The Danish Veterinary and Food Administration (DVFA) has for some time been recommending greater vitamin D fortification of the food supply to boost intakes of the ‘sun vitamin’ in sunlight-shy Denmark, and announced recently that milk companies had begun to take up the challenge.
A DVFA spokesperson confirmed Arla was one dairy company that had put fortified vitamin D milks on shelves and there was at least one other, but an Arla spokesperson was not available for further comment at the time of publication.
Traditionally it has just been margarines that have acted as a format for vitamin D fortification in Denmark, while other Scandinavian countries like Finland and Sweden have been more proactive in fortifying other foodstuffs with vitamin D.
Protect the vulnerable
“The invitation is intended to protect the large populations that rarely get enough the vital vitamin D through natural means,” the DVFA said recently.

Recorded data
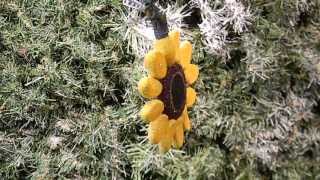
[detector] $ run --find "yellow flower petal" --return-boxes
[138,77,162,98]
[140,99,164,123]
[169,30,180,54]
[159,120,176,154]
[174,124,184,148]
[159,136,173,154]
[176,41,192,67]
[182,107,191,131]
[148,114,169,144]
[144,50,167,79]
[184,64,199,84]
[186,87,197,107]
[154,37,176,66]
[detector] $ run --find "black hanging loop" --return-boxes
[123,0,169,39]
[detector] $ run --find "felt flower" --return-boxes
[138,31,199,153]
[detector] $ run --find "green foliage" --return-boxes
[0,0,320,179]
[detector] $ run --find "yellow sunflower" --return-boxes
[138,30,199,153]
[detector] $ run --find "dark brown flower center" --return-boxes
[159,64,186,119]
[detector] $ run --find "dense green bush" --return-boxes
[0,0,320,179]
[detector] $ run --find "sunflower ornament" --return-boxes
[127,0,199,153]
[138,30,199,153]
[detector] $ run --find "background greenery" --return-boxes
[0,0,320,179]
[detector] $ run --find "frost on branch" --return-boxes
[246,92,319,166]
[193,0,252,57]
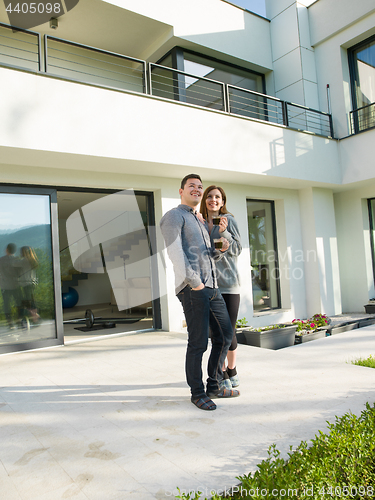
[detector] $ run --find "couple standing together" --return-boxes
[160,174,242,410]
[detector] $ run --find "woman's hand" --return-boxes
[192,283,204,291]
[195,212,206,224]
[219,217,228,233]
[220,237,229,252]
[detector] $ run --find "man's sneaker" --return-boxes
[229,375,240,387]
[220,378,232,390]
[207,387,240,399]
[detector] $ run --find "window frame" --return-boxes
[246,198,282,313]
[347,35,375,134]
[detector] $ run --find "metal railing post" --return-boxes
[142,61,148,94]
[147,63,152,95]
[38,33,43,71]
[281,101,289,127]
[44,35,48,73]
[329,114,334,139]
[223,83,230,113]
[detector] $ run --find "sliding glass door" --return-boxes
[0,187,63,353]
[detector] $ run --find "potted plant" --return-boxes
[237,323,297,349]
[236,318,248,344]
[292,314,331,344]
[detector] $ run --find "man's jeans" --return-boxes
[177,286,233,398]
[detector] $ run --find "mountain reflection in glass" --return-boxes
[0,193,56,345]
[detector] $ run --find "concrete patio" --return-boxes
[0,326,375,500]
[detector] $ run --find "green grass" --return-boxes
[352,354,375,368]
[176,403,375,500]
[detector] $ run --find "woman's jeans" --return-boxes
[177,286,233,399]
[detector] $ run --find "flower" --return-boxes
[292,314,329,333]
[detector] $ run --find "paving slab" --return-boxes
[0,325,375,500]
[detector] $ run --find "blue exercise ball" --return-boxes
[62,286,79,309]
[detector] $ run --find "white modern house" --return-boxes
[0,0,375,352]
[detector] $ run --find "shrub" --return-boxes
[179,403,375,500]
[352,354,375,368]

Work instruction 1
List every country named in the passage on vitamin D fortification.
Work instruction 2
Resume the passage on vitamin D fortification in Denmark after its final sentence.
The lines after the passage on vitamin D fortification come from a separate source.

Task output 1
Denmark, Finland, Sweden

Task output 2
“Enrichment of one or more food groups will have a positive effect on the population groups that do not follow the official advice on diet and sunlight and in particular, the special risk groups who do not follow the advice to supplement their diet with a daily vitamin D supplements.
The agency recommends people eat between 200 and 300 grams of fish a week and gain sun on face, feet and forearms for 5-30 minutes several times a week during the summer.
For those who do not meet these targets it recommends groups like children, the dark-skinned and pregnant women consume 400IU of vitamin D per day via fortified foods and supplements.
High-risk groups like the over-70s and those with a disposition to osteoporosis are recommended to consume double that.
The scientific D-bate
Once vitamin D, the sun vitamin (the body generates it in the presence of sunlight), was best known for supporting calcium in supporting bone health. Not so anymore. Studies linking the vitamin with muscular support, immune benefits, cancer reduction, insulin response, and gut health have changed the D landscape.
The quality of science has been recognised in the form of positive health claim opinions for immunity and muscular function from the notoriously tough European Food Safety Authority (EFSA), but in terms of dosage levels at least, there is growing frustration that the governing rules are not keeping pace with the science.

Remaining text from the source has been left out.